DATA TO PROCESS:
========================================================================

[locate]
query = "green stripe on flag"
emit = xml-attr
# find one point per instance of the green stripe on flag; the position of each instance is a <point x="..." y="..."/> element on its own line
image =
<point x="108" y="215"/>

========================================================================

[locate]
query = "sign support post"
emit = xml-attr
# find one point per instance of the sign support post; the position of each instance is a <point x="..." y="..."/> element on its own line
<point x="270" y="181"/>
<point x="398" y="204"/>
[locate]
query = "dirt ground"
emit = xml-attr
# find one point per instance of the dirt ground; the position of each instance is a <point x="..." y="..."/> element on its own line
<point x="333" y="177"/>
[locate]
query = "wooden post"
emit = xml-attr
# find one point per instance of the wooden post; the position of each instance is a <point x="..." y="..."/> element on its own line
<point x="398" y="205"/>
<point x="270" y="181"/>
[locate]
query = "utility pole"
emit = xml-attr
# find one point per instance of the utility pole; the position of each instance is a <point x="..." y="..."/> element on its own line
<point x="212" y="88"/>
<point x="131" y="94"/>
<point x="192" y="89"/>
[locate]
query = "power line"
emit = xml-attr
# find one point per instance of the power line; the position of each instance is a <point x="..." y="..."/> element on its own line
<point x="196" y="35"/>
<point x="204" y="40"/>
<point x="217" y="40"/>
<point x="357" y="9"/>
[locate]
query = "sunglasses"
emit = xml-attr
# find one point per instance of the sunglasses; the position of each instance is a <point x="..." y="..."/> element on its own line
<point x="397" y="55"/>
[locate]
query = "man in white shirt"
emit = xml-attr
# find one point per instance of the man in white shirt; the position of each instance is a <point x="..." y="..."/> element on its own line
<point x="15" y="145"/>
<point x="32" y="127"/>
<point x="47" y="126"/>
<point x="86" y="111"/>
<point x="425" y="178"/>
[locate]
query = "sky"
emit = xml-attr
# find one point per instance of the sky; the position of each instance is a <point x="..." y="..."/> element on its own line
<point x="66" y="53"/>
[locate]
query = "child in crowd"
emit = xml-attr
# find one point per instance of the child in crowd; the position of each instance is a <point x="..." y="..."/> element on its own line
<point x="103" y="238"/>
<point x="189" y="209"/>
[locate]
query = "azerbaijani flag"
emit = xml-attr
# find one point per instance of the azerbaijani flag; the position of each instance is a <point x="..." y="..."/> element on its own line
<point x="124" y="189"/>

========================================================================

WORK TO COMPLETE:
Could you return every line from the entries above in which the string "green" occurs?

WRITTEN ANSWER:
query = "green stripe on flag"
# find one point per instance of the green stripe on flag; the position of each instance is a <point x="..." y="..."/> element on its own line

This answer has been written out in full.